[What to produce] If a record contains a picture, leave the picture out and reproduce everything else exactly.

[Information shown]
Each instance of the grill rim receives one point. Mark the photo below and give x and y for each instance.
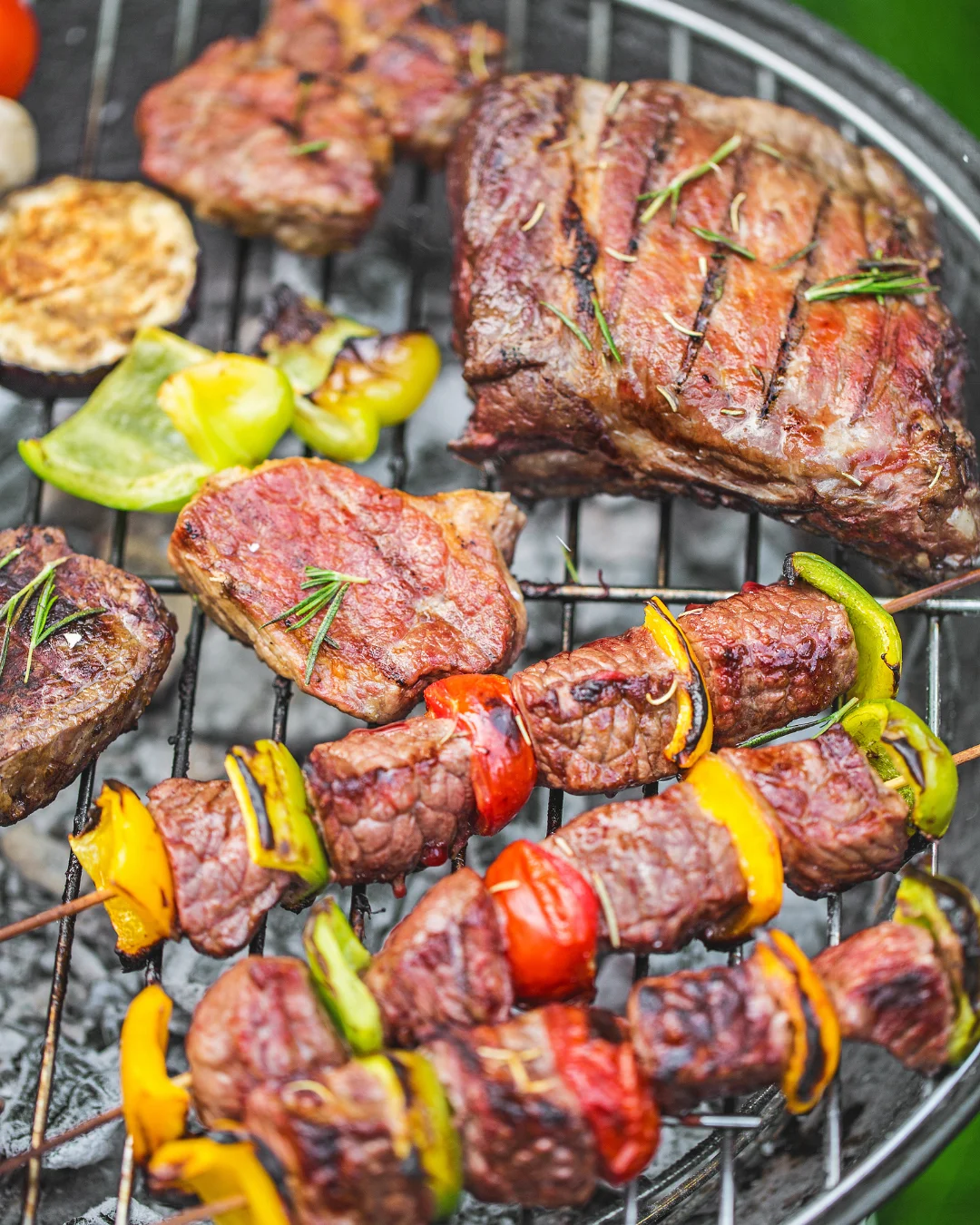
(928, 133)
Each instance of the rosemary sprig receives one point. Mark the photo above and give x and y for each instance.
(309, 147)
(328, 591)
(604, 329)
(710, 237)
(570, 324)
(672, 190)
(875, 284)
(823, 724)
(797, 255)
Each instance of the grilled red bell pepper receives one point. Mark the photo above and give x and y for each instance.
(552, 919)
(615, 1098)
(503, 766)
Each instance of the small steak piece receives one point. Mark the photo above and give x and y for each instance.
(591, 718)
(700, 1034)
(732, 381)
(889, 987)
(88, 683)
(671, 874)
(444, 965)
(525, 1140)
(261, 1022)
(769, 655)
(332, 1133)
(837, 823)
(424, 81)
(438, 597)
(391, 800)
(255, 147)
(220, 895)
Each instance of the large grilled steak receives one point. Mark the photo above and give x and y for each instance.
(88, 682)
(437, 599)
(843, 416)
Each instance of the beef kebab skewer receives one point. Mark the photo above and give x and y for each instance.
(538, 1109)
(706, 859)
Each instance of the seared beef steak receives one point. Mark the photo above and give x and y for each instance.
(220, 895)
(88, 682)
(438, 597)
(844, 416)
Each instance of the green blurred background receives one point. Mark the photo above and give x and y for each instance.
(936, 43)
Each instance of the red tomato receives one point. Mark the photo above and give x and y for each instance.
(503, 767)
(602, 1072)
(18, 46)
(552, 917)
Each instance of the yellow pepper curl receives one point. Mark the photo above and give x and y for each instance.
(154, 1108)
(122, 851)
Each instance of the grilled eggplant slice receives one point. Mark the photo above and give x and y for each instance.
(83, 265)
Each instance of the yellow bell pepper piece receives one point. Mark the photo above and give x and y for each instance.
(695, 728)
(124, 851)
(725, 797)
(217, 1172)
(153, 1106)
(804, 1082)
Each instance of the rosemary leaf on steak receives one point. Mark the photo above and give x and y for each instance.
(328, 590)
(570, 324)
(672, 190)
(604, 329)
(710, 237)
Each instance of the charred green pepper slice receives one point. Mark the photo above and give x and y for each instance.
(431, 1131)
(899, 746)
(280, 833)
(875, 631)
(337, 959)
(951, 914)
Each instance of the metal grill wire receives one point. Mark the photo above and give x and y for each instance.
(714, 1157)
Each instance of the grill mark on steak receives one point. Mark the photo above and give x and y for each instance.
(795, 326)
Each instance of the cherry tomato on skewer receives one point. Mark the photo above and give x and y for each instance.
(18, 46)
(552, 916)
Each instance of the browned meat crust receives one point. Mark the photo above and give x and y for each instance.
(223, 132)
(524, 1137)
(888, 987)
(588, 714)
(842, 416)
(332, 1133)
(836, 822)
(438, 601)
(391, 799)
(79, 697)
(769, 655)
(671, 871)
(220, 895)
(445, 965)
(700, 1034)
(260, 1023)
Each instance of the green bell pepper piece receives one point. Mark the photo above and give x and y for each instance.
(279, 827)
(120, 448)
(875, 631)
(433, 1132)
(951, 914)
(899, 745)
(231, 409)
(337, 958)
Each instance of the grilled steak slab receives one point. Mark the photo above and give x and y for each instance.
(220, 895)
(843, 416)
(438, 597)
(88, 682)
(444, 965)
(260, 1023)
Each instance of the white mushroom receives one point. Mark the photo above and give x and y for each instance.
(18, 146)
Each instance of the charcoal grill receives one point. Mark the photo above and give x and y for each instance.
(877, 1127)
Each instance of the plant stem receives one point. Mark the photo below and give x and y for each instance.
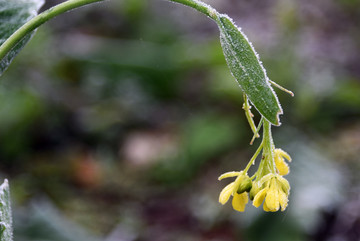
(249, 115)
(39, 20)
(252, 160)
(267, 164)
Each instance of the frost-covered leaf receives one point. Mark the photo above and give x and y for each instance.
(243, 62)
(14, 14)
(5, 213)
(247, 69)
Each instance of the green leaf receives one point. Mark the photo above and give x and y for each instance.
(5, 213)
(243, 62)
(14, 14)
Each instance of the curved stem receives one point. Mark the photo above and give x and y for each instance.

[Final answer]
Each instance of the grill rim receives one point. Mark the photo below and give x and y for each instance.
(928, 133)
Each instance of the rosemary sprig receives one point. Mark the photo above and give x and y for each instance.
(309, 147)
(328, 591)
(604, 329)
(710, 237)
(570, 324)
(672, 190)
(875, 284)
(823, 724)
(797, 255)
Each instance of the grilled red bell pepper receives one point. Mark the photo above and give x and y for each instance.
(552, 919)
(615, 1098)
(503, 766)
Each instance of the small steak piece receives one point. Mark the photo above and give x and y for each instance.
(591, 718)
(700, 1034)
(732, 381)
(889, 987)
(88, 683)
(671, 874)
(444, 965)
(525, 1140)
(261, 1022)
(769, 655)
(332, 1133)
(837, 823)
(424, 81)
(438, 597)
(391, 800)
(255, 147)
(220, 895)
Each instance of the large grilled steak receives one point. Mark the photo above and give x and y for each instance.
(88, 682)
(437, 599)
(843, 416)
Each instance of the beef kebab skewer receives one point. Mark the photo above and give x and y for each instance.
(538, 1109)
(706, 859)
Each instance of the seared beef steak receives one point. Mark the photo above and give x and y for each instance.
(220, 895)
(88, 682)
(438, 597)
(844, 416)
Each instance of the green blurred background receives one point. Mark the photo above and give x and y for each instance.
(936, 43)
Each instance of the red tomato receives one point. Mark the photo above and give x and y for each instance.
(503, 767)
(602, 1072)
(18, 46)
(552, 917)
Each instance of the yellow pepper curl receives one point. Mark the photo above and give x and y for each instance.
(154, 1108)
(122, 851)
Each instance of the grilled eggplant slice receives one point. Mark the photo above and give x and y for each instance.
(83, 265)
Each instance of the yellow bell pepper piece receives one point. Mark the photo above and give x and y for each instance.
(695, 728)
(124, 851)
(725, 797)
(217, 1172)
(153, 1106)
(804, 1082)
Each instance of the rosemary leaf on steak receives one point. Mark the photo above and give x and y for each instance.
(328, 590)
(570, 324)
(672, 190)
(604, 329)
(710, 237)
Each instance of the charred green pepper slice receives one point. Mark the photo above and give x and y for each instance.
(431, 1131)
(899, 746)
(280, 833)
(875, 631)
(337, 959)
(951, 914)
Each instance of the metal grill wire receives one point. Mark the photo above and give x and y for each instance.
(714, 1157)
Each instance of the grill mark on steak receives one point. Mark the photo above and give x and y for each instance.
(795, 326)
Each instance of the cherry tomato on skewer receives one point. Mark the photo above and give x and y for each instance.
(18, 46)
(552, 916)
Each instance of the browned meat crust receives one point. Mark the photo above and give x and y for each instance.
(223, 132)
(524, 1137)
(888, 987)
(588, 714)
(842, 416)
(332, 1133)
(836, 822)
(438, 601)
(391, 799)
(79, 697)
(769, 655)
(671, 871)
(220, 895)
(445, 965)
(700, 1034)
(260, 1023)
Each instance of the green bell pepper piece receives one point. Mark the photo above and give x and y for each instance.
(279, 827)
(120, 448)
(875, 631)
(433, 1132)
(951, 914)
(899, 745)
(231, 409)
(337, 958)
Each instance of the grilled steak slab receives one point. Mark the photo above and give x and y for each instance.
(220, 895)
(843, 416)
(438, 597)
(88, 682)
(444, 965)
(260, 1023)
Each instance of the white mushroom receives one point. Mark the photo above and give x and y for each instance.
(18, 146)
Each instance of the charcoal grill receives one point. Mark the photo above and give x and y for each instance.
(877, 1127)
Each instance of the plant stem receives one point. Mark the photo below and give x and y for each instance.
(249, 115)
(39, 20)
(252, 160)
(267, 164)
Each instance of the frost-covered leaf receives one point. Mark the photo above and give x and y for each instance.
(243, 62)
(14, 14)
(5, 213)
(247, 69)
Each instance of the green leaf receives one point. Mark the photo above and give x and y for each instance.
(5, 213)
(243, 62)
(14, 14)
Each instance of the curved stem receives one point. Mark the photo above and give x and y for each instance.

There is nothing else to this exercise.